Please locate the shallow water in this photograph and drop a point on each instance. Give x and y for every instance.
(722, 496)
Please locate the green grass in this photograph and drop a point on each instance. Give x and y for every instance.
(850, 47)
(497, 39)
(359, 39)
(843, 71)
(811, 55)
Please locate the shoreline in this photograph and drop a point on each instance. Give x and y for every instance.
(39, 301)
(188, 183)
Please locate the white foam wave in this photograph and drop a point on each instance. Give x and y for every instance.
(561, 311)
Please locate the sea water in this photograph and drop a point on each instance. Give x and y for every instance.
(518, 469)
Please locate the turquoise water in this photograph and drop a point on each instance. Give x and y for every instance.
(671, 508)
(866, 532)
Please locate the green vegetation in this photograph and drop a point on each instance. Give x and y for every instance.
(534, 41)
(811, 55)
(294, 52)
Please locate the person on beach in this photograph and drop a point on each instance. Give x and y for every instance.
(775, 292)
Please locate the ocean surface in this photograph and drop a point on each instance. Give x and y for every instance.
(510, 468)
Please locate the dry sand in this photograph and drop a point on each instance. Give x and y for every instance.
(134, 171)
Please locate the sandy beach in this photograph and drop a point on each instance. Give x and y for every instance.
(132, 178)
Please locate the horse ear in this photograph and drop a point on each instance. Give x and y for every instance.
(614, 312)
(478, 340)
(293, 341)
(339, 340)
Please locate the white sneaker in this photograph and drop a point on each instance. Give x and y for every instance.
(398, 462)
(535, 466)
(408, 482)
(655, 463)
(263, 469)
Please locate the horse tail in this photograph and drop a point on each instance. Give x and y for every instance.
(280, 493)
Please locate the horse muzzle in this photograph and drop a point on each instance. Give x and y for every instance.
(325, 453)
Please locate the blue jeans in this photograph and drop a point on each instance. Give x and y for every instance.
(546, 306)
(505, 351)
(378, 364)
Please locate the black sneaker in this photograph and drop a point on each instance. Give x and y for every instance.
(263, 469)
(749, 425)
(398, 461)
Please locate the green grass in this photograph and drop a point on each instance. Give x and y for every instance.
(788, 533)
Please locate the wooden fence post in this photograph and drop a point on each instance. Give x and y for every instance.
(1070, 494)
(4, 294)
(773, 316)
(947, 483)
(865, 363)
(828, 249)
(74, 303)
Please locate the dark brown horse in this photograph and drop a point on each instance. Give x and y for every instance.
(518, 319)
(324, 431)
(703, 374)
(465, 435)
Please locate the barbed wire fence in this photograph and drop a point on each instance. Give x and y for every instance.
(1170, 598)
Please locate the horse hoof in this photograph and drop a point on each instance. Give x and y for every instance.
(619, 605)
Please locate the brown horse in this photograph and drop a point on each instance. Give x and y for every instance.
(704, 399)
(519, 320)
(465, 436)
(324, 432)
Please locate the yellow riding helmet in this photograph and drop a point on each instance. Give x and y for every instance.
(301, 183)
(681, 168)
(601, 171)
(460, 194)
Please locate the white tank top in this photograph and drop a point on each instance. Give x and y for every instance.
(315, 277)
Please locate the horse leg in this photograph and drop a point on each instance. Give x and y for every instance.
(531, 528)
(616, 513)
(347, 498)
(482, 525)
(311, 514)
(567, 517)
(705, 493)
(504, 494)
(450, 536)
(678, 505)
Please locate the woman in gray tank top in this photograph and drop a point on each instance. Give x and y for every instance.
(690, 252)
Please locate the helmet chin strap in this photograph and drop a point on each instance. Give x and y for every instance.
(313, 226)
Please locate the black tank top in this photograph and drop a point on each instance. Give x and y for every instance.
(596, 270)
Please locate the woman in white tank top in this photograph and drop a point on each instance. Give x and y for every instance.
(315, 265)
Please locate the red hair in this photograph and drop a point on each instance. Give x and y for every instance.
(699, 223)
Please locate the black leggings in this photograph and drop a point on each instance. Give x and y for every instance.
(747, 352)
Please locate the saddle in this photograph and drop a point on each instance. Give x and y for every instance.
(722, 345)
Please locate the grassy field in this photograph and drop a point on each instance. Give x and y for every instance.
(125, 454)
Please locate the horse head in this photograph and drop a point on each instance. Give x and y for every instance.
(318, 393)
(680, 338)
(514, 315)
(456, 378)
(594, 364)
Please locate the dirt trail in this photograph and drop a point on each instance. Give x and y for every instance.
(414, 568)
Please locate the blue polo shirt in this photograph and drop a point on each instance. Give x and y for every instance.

------------------------------------------------------------

> [What the task asks]
Return the data from the top line through the bottom line exactly.

> [Exercise response]
Please locate the shallow water in this photograph and drop a point on each instance. Give x and y for every instance.
(722, 496)
Please locate the green grass in this photograph and drop a point on each instance. Give x and y for every instance.
(850, 47)
(497, 39)
(359, 39)
(843, 71)
(811, 55)
Please locate the shoreline in this photograph and drop a point on each instance. Give x and y for every instance.
(39, 301)
(188, 183)
Please locate the white foam wave in this photograph and drop a point on each instance. Give x and y for every instance.
(561, 311)
Please locate the sea water in this photograph and drop a point on each instance. Give x and y for every instance.
(518, 469)
Please locate the turquoise water in this photograph and drop a point on each instance. Give x and y for every instance.
(671, 508)
(866, 532)
Please locate the green vegetation in this photograph and drop a point on each instance. Give x and y for every instance.
(534, 41)
(811, 55)
(294, 52)
Please locate the person on beach in this photograph and drop a point on each instance. Give x and y for every instance.
(775, 292)
Please locate the ocean surface in this photograph and drop a point on each instance. Give x and y for every instance.
(510, 468)
Please locate the dry sand in this photograph and drop a point on each instance. Give x and y for every instance.
(134, 171)
Please locate the sandy beach in this photograph and drop a point on each instance. Give x and y for every instance.
(132, 178)
Please locate the horse ear in this photograph and drop a point on each instance. Give x and y for every instance.
(614, 312)
(478, 340)
(293, 341)
(339, 340)
Please locate the white sneaker in this photograph and drop a point on each instance. Give x and y for every instance.
(398, 462)
(535, 466)
(408, 482)
(655, 463)
(263, 469)
Please locate the horse tail in this photograph and drop a point on each instance. Give x and y for every instance.
(280, 493)
Please locate the horse muzzle in this photograph and drop a point on each instance. Give x and y for every instance.
(325, 453)
Please locate the blue jeans in this photograph and drop a point on each instance. Give x and y for every instance.
(546, 306)
(505, 351)
(378, 364)
Please locate the black sneaker in this photograph and drop a point on each instance. Give x and y for every instance.
(263, 469)
(749, 425)
(398, 461)
Please locate the green grass in this photograph and drop a point on each instance. Give x and y for every instance.
(788, 533)
Please locate the wooden fence post in this photograph and drop a point on each instance. Give x and y for every instance.
(1070, 494)
(4, 294)
(773, 316)
(947, 483)
(865, 363)
(828, 249)
(74, 303)
Please locate the dark brown horse in this photograph and drop a point on each instance. Give x and y for every instance.
(518, 319)
(324, 431)
(703, 374)
(465, 435)
Please locate the barbed wire fence in this photograph and drop a point on each instance. Give x and y for every instance.
(1170, 598)
Please locate the horse hoof in this photograph and drop a point on each instance. Give x and y for every instance.
(619, 605)
Please locate the brown horse in this photograph and drop a point on each instance. Give x and y for every instance.
(704, 399)
(519, 320)
(465, 436)
(324, 432)
Please locate the yellow riding helmet in this photograph and drop a point on each instance. Give x and y for every instance.
(301, 183)
(681, 168)
(601, 171)
(460, 194)
Please locate the white tank top in this photograph and drop a point on each instance. Give x and y for every instance.
(315, 277)
Please locate the horse leg in this photograph and drop a point on each instance. Give x and y for every instance.
(531, 528)
(616, 513)
(347, 498)
(482, 525)
(311, 514)
(567, 517)
(705, 493)
(504, 494)
(450, 536)
(678, 505)
Please locate the woman in gray tank top in this photograph and drop a point on each instance. Give x and y for every instance.
(690, 252)
Please locate the helmet chin strap in this photograph and drop a point on each instance. Give x and y for every instance.
(313, 226)
Please locate the black tank top in this photograph and drop a point on each instance. Give x and y for every instance.
(596, 270)
Please locate the woman in white tank top in this photograph and drop a point on each instance. Give x and y for every instance.
(315, 265)
Please locate the red hair in this photograph and drop a point on each instance. Give x and y for every instance.
(699, 223)
Please locate the black leggings in this photograph and drop a point on each instance. Give x and y for every instance.
(747, 352)
Please locate the saddle in this photograph and drop a point on each instance. Give x and y for every instance.
(722, 345)
Please locate the grassy field in this photograph and drop a point on each instance. Give x and y for every instance.
(125, 454)
Please locate the horse head in this photograph and drop a point on each instance. Give x and y for every instance.
(318, 393)
(680, 338)
(514, 315)
(456, 378)
(594, 364)
Please locate the dirt trail in this photograph and drop a point on each instance. Give x and y for every instance.
(414, 568)
Please locate the blue polo shirt in this photograph and drop a point on each instance. Give x and y for every instance.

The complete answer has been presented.